Assigned task: Report every line of the records beneath this task that holds the string "doorway".

Natural language region descriptions:

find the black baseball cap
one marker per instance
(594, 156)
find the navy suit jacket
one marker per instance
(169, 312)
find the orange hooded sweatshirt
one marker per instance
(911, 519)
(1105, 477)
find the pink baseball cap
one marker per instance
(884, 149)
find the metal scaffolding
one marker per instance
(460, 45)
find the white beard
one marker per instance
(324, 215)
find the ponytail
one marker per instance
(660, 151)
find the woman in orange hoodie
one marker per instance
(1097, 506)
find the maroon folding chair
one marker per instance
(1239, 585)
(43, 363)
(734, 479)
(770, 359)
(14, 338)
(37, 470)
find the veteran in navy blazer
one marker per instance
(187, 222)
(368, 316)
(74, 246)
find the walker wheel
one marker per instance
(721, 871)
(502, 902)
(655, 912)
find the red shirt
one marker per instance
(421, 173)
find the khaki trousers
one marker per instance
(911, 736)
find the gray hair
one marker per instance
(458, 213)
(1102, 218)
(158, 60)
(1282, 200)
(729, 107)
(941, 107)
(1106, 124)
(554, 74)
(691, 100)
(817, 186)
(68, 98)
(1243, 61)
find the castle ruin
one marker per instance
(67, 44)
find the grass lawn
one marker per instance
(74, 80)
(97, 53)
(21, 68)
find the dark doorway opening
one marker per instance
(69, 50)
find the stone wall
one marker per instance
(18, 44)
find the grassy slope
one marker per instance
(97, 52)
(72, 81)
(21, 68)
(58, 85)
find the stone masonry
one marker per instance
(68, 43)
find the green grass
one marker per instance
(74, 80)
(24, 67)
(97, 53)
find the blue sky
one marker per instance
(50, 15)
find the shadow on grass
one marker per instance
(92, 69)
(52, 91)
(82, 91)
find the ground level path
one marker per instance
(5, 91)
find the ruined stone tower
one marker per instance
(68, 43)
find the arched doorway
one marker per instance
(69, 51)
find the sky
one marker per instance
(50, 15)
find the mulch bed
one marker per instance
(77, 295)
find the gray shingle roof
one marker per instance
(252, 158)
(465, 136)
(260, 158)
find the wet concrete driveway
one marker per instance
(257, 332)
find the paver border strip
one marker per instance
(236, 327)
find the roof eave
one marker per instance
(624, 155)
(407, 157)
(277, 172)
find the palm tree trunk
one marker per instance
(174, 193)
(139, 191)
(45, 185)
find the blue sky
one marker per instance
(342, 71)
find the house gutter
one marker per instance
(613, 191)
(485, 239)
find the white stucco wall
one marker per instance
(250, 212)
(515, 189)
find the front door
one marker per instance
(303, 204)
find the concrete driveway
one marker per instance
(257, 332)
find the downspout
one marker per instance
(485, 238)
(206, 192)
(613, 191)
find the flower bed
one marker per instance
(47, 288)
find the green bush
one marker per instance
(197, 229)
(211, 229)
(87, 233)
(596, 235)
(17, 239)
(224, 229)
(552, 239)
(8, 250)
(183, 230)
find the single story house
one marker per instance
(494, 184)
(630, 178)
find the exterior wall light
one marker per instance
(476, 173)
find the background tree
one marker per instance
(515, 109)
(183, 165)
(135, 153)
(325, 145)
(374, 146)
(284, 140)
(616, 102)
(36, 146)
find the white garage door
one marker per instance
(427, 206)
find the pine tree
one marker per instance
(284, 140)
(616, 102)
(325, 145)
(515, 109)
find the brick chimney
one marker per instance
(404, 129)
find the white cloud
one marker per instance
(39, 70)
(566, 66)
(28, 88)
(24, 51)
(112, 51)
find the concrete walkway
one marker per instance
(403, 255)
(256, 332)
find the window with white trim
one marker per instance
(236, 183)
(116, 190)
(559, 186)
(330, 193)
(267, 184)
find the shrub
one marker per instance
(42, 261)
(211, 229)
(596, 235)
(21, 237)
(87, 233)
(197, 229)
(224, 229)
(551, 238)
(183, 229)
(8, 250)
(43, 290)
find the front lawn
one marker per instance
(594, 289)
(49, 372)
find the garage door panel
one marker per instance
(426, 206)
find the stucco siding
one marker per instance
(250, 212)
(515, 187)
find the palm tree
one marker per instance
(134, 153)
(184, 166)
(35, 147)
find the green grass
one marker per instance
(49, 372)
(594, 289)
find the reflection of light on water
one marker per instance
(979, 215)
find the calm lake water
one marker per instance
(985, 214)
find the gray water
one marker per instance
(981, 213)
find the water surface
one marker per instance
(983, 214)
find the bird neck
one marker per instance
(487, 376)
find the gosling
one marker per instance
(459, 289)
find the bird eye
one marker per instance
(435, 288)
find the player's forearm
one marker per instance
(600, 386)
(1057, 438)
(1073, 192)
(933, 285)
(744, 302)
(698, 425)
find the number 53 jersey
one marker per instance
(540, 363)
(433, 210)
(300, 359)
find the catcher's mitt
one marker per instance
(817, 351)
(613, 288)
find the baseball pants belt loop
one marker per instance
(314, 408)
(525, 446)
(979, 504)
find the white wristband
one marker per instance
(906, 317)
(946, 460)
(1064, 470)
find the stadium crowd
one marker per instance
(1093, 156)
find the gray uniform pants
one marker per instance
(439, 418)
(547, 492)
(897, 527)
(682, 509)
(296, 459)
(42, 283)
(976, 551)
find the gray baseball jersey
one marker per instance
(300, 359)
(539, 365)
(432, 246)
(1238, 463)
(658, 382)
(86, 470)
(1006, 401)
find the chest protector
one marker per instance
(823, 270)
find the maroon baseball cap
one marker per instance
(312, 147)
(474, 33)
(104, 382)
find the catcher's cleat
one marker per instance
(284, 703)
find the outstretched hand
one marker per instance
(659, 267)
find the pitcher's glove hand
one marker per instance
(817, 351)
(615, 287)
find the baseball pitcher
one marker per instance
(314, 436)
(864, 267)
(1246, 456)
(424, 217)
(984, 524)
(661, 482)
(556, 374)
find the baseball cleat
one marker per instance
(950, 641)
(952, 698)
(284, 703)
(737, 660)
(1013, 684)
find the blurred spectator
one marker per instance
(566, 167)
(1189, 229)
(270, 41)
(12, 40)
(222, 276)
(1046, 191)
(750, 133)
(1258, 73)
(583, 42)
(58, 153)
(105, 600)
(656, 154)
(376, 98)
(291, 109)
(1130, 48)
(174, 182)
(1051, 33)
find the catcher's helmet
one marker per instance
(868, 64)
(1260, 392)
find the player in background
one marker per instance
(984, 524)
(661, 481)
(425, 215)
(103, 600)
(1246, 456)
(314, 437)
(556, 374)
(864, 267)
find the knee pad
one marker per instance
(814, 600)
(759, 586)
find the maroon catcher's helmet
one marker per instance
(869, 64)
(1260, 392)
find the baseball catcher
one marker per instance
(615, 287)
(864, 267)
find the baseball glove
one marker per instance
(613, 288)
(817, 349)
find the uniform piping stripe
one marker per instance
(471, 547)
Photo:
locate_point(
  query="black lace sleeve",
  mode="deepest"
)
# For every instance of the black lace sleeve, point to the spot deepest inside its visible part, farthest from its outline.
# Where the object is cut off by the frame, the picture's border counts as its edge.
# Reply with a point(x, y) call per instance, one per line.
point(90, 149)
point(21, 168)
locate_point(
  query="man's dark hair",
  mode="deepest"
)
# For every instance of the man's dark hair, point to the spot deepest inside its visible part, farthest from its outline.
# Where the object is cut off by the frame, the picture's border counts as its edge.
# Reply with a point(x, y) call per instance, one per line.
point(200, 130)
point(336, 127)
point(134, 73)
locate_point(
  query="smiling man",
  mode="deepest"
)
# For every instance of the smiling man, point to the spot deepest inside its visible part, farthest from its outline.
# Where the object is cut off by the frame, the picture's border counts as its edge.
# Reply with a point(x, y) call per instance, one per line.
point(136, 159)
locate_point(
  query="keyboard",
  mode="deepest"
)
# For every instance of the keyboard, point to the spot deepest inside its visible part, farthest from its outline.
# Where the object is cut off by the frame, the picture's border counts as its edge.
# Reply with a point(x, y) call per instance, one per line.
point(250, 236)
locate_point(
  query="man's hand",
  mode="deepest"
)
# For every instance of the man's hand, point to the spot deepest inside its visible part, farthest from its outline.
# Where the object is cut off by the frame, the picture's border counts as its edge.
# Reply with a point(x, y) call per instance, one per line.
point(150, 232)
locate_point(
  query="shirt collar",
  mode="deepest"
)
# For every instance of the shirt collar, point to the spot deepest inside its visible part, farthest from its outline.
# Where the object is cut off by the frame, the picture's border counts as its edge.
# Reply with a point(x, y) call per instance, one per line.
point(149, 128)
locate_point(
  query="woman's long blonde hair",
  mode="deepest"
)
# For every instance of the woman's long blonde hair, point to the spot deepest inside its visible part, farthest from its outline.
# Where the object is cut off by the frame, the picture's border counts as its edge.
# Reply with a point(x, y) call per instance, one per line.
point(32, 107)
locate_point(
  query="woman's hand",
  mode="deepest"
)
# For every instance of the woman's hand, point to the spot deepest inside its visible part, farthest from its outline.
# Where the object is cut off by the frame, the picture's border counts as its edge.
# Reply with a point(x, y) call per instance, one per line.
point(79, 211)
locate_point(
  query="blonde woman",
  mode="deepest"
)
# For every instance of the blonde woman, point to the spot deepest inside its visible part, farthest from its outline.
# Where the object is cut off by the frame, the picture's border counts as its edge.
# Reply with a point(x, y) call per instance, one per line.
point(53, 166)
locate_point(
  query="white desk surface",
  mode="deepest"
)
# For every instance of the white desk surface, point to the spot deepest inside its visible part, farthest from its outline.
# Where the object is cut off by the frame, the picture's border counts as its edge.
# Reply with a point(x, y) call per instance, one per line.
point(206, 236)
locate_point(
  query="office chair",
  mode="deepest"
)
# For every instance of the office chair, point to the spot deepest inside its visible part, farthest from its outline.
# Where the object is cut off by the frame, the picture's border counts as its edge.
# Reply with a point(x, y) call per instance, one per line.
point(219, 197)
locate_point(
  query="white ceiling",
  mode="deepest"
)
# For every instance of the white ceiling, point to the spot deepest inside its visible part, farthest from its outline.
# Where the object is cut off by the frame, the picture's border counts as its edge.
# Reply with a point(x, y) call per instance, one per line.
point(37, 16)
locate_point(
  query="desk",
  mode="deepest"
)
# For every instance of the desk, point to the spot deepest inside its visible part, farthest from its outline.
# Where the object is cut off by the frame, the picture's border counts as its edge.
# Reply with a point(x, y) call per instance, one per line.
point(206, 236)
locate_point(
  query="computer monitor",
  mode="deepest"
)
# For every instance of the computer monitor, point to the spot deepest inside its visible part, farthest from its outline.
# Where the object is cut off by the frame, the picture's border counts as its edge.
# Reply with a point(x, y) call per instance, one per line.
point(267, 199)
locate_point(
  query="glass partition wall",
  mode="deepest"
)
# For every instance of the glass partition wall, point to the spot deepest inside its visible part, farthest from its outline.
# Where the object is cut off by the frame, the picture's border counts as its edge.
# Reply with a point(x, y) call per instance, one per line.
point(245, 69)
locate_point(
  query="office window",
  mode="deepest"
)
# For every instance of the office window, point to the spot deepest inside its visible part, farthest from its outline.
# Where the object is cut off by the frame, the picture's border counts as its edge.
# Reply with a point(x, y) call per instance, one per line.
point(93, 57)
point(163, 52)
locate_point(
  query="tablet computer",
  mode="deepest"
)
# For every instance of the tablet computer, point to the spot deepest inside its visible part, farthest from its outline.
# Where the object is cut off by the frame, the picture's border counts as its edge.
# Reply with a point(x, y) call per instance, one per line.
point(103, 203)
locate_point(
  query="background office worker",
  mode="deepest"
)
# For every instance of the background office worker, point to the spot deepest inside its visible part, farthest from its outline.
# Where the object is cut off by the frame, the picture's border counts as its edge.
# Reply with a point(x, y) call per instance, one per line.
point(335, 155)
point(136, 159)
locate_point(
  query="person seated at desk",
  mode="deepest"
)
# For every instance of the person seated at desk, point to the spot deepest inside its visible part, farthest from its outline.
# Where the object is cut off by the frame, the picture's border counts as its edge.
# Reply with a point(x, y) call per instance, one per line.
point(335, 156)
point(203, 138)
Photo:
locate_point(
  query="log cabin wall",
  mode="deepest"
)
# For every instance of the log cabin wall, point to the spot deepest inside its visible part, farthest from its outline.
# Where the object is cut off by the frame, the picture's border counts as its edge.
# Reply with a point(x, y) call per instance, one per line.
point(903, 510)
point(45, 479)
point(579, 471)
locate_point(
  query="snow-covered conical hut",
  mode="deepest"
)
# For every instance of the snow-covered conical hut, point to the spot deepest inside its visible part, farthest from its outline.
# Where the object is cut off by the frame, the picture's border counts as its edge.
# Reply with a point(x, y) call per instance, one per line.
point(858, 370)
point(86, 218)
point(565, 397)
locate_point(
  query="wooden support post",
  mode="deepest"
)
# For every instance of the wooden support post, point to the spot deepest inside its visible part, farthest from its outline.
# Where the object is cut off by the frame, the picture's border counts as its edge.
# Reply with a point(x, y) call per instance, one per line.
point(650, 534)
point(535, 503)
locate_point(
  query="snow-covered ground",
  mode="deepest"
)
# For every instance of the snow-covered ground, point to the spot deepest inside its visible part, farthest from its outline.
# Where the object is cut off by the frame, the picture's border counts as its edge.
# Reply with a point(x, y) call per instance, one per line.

Solved problem:
find the dark doorway opening
find the arched doorway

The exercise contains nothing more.